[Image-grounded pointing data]

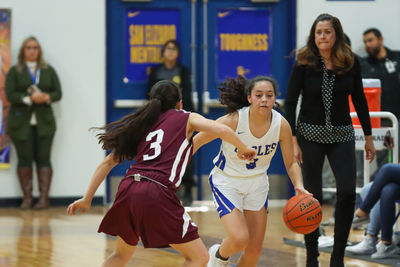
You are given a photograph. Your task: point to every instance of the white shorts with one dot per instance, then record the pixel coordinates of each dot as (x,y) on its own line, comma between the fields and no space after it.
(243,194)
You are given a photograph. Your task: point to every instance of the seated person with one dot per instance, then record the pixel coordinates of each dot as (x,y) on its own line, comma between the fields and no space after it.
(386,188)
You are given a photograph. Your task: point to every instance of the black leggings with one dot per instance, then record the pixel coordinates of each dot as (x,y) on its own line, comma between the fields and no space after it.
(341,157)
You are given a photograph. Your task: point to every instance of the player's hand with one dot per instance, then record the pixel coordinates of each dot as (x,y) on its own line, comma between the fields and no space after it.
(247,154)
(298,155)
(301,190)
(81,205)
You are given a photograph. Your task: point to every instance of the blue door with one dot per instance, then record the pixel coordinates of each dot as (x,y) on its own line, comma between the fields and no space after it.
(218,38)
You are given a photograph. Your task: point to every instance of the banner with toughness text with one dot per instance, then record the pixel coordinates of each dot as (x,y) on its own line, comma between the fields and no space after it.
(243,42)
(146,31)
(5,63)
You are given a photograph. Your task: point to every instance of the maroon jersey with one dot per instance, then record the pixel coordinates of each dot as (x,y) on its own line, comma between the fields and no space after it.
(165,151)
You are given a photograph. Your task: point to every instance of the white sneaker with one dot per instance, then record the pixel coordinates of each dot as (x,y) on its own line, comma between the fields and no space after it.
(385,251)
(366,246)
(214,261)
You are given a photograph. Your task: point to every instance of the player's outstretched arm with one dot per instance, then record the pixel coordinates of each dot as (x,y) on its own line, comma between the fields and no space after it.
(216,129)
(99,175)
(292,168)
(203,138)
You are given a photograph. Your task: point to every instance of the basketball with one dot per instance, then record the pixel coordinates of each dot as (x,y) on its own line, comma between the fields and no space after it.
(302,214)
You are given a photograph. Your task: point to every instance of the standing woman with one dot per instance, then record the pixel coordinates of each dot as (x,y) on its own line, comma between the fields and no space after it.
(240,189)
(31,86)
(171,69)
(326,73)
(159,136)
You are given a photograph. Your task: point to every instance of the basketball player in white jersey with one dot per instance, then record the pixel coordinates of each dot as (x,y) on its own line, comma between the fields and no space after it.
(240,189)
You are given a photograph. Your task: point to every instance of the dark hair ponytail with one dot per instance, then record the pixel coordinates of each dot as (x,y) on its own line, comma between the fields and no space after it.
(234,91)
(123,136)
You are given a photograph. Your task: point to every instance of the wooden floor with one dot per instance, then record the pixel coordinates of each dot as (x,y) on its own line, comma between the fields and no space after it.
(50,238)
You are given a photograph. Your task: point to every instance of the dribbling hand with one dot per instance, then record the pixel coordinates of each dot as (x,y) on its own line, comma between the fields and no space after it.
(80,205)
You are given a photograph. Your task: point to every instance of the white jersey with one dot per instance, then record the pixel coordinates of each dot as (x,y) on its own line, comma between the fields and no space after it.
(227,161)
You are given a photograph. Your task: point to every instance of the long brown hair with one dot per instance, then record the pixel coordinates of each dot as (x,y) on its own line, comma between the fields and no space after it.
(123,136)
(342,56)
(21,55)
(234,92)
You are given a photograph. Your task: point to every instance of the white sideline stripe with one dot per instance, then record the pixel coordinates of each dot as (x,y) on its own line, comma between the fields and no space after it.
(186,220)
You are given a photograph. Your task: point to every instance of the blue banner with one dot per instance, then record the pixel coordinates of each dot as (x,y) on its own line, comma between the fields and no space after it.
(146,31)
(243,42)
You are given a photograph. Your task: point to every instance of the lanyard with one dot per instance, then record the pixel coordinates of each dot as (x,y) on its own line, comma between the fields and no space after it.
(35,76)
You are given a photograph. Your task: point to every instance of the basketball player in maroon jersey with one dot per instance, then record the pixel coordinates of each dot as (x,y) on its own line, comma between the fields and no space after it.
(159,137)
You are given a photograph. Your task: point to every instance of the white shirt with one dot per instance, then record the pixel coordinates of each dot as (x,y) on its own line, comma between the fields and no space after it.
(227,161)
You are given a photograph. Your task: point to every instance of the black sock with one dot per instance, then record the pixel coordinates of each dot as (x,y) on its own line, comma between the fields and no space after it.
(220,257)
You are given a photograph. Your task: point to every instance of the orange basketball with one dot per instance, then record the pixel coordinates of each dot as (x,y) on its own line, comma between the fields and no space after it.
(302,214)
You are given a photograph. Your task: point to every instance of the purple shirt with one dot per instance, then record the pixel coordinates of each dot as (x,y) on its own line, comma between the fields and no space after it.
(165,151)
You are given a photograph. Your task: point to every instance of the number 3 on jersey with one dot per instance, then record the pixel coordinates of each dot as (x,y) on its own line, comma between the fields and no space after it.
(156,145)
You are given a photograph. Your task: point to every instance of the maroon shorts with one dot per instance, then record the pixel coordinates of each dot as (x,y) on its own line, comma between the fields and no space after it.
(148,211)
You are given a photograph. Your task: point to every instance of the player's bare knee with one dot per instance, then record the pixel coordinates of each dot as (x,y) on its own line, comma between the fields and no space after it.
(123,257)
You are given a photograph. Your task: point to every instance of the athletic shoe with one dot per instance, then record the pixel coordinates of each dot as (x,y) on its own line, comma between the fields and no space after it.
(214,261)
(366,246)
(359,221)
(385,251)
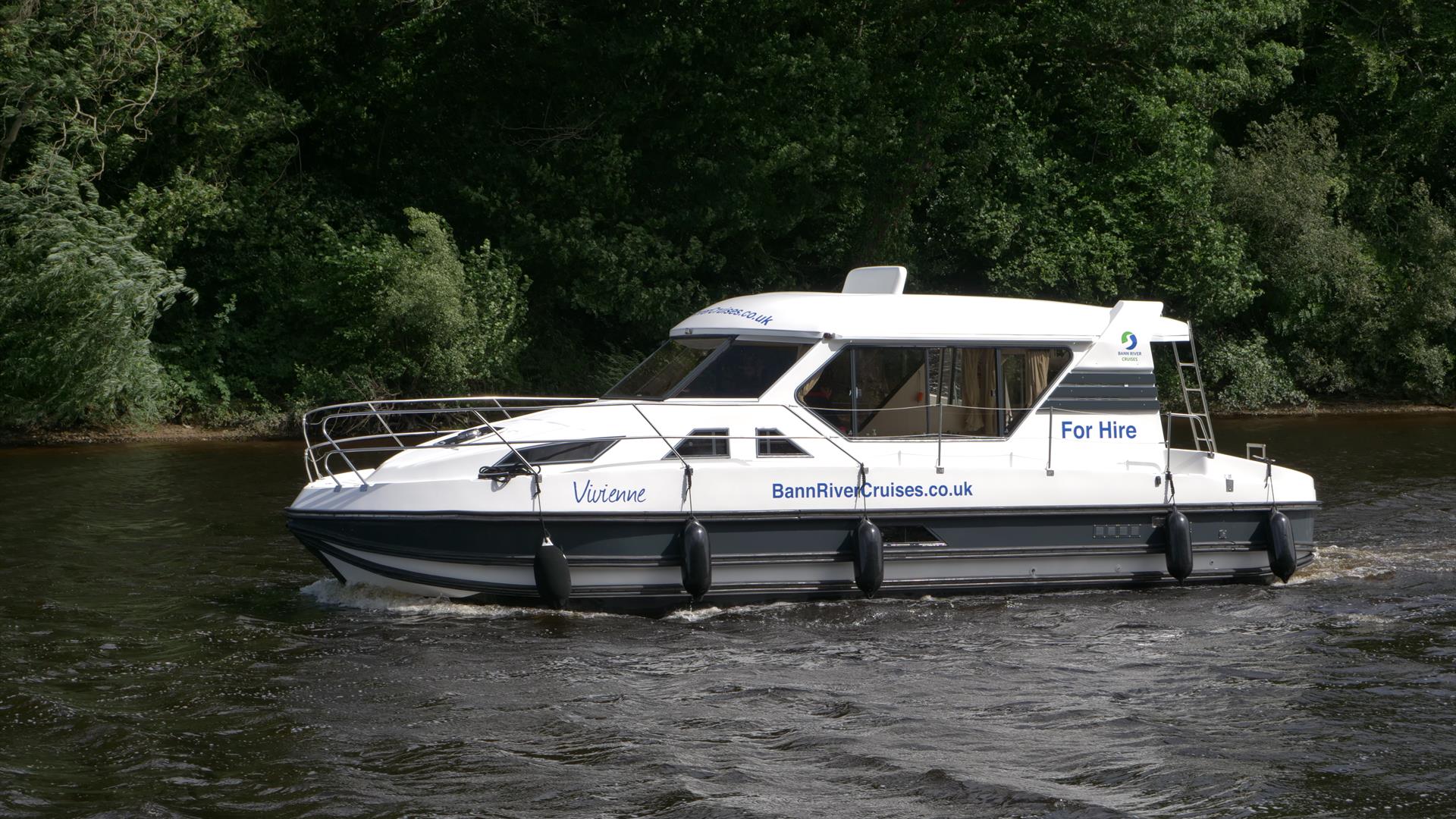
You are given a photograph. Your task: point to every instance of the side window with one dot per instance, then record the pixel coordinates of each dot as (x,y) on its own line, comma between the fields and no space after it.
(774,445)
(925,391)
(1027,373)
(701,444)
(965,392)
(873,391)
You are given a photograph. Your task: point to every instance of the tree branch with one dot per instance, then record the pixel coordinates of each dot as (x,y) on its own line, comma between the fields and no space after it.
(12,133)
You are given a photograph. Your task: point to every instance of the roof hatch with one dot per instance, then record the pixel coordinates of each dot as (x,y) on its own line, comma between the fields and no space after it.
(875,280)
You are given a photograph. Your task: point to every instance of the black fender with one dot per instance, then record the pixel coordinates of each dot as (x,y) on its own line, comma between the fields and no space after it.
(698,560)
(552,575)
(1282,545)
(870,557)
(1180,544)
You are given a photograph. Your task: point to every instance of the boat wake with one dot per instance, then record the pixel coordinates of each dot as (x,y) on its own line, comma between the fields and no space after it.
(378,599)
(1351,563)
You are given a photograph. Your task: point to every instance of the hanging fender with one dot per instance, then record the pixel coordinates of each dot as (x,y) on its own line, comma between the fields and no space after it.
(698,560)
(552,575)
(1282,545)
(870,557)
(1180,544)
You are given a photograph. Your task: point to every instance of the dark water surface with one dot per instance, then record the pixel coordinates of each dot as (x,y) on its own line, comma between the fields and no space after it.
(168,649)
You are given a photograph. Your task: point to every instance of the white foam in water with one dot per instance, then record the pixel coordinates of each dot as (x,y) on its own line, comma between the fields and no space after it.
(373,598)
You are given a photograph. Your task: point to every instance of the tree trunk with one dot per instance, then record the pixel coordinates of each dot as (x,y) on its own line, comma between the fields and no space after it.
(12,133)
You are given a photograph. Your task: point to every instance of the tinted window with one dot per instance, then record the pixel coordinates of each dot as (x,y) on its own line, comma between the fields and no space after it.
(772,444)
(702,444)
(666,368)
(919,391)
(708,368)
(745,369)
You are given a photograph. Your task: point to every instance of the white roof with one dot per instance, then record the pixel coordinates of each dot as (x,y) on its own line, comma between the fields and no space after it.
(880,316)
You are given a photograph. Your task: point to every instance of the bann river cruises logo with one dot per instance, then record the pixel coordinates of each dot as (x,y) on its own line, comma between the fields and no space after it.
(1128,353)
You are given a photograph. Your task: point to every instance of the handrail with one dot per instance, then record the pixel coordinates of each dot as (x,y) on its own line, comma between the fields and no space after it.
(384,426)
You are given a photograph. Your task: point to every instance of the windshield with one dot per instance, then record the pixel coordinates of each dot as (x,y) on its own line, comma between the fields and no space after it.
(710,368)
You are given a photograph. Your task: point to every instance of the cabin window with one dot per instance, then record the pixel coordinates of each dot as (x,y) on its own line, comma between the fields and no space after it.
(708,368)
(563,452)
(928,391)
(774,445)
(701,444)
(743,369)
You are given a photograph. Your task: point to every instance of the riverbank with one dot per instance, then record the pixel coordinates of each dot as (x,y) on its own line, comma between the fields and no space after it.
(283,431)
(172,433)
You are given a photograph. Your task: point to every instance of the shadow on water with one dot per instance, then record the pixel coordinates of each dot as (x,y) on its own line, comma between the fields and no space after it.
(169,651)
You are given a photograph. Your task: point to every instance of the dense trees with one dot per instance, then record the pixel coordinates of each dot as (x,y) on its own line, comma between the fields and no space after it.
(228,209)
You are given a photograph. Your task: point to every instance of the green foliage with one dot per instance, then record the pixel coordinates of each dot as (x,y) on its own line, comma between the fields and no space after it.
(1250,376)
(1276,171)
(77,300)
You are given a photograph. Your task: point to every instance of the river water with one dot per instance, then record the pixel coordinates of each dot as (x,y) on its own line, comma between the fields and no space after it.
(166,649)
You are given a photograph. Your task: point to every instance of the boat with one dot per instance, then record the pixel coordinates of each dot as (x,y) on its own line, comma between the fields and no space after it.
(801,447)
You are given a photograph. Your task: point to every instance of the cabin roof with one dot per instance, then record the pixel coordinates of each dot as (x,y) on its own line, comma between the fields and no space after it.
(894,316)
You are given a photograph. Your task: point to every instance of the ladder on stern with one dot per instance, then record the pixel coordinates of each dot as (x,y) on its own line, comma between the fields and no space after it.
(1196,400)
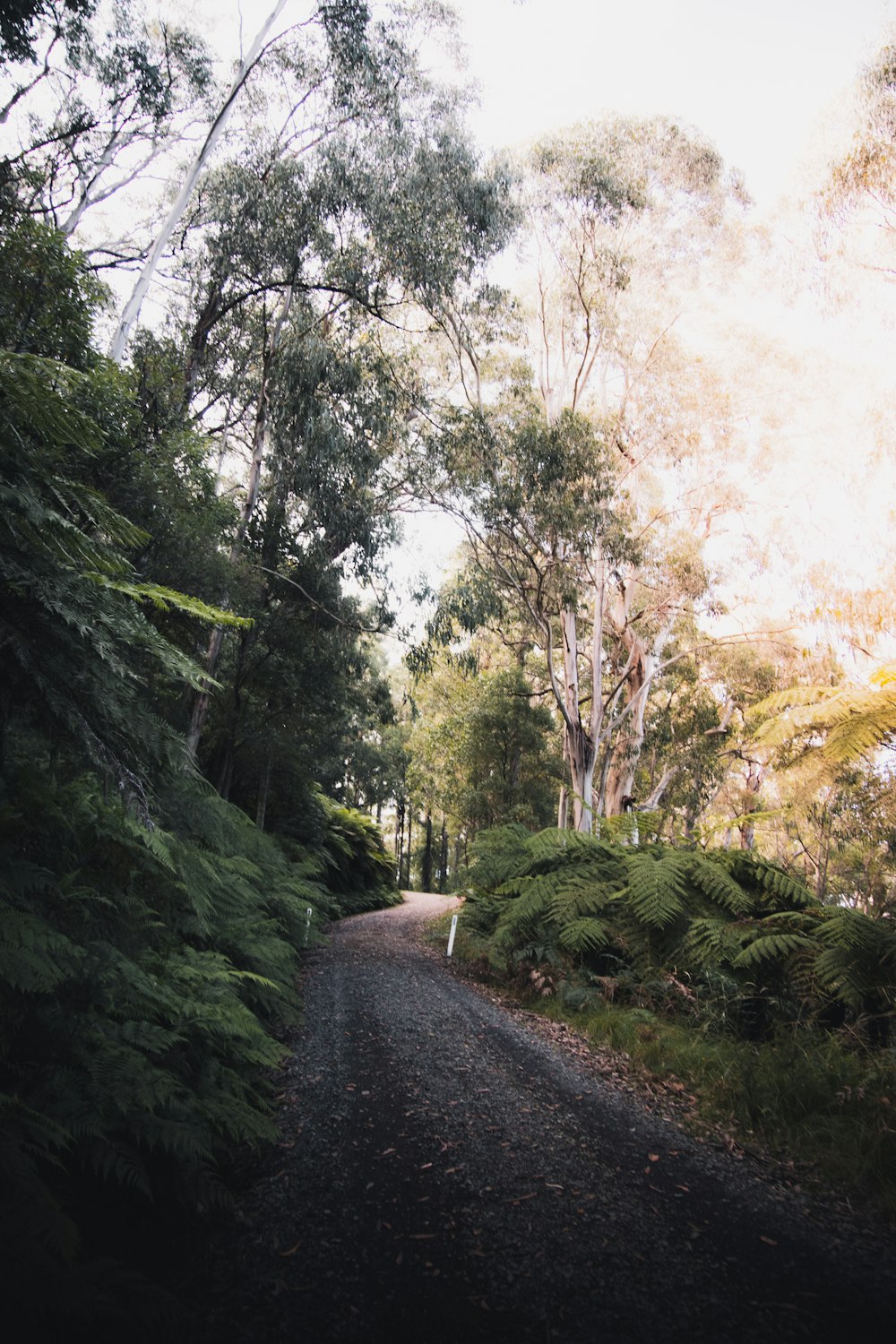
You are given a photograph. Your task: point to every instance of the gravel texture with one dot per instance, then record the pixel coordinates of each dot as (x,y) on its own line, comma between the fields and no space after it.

Exercise >> Exclude all pictures and return precisely the lines from the one containing "of the green" through the closing line of the data.

Exercise response >>
You are given a photograph. Your task: point to every instance of the green foliage with one dot per instance, then record the pixel coordinates of each dot as (x,y) on its own line, comma between the fields and no space after it.
(1250,376)
(1276,171)
(77,300)
You are given a photograph. Your task: point to every instance of the river water with one dot per instance, then record the pixel coordinates of each dot as (x,y) on its own line, comma between the fields and no space after it.
(166,649)
You are given a photograph. Your task: point to every instance of the boat with one dot per instance, then record the pixel coordinates of each dot as (x,y) on its own line, comma between the fields and no space after it.
(801,447)
You are given a photograph. Your task: point to every instance of the cabin roof with one dot per instance, then record the pixel coordinates of each dot as (x,y) on its own line, comma between the fields and no space after it.
(894,316)
You are given a photograph. Your task: point to every instance of the ladder on stern with one dot per instance, then record the pixel coordinates of each dot as (x,y) on its own line, comma between the fields and no space after it.
(1196,400)
You are given a photograph. Your task: point to every instance of the gravel texture with one dot per instance, then record the pixel coordinates of each dot as (x,y) on its own line, comma between the fields and no space after it.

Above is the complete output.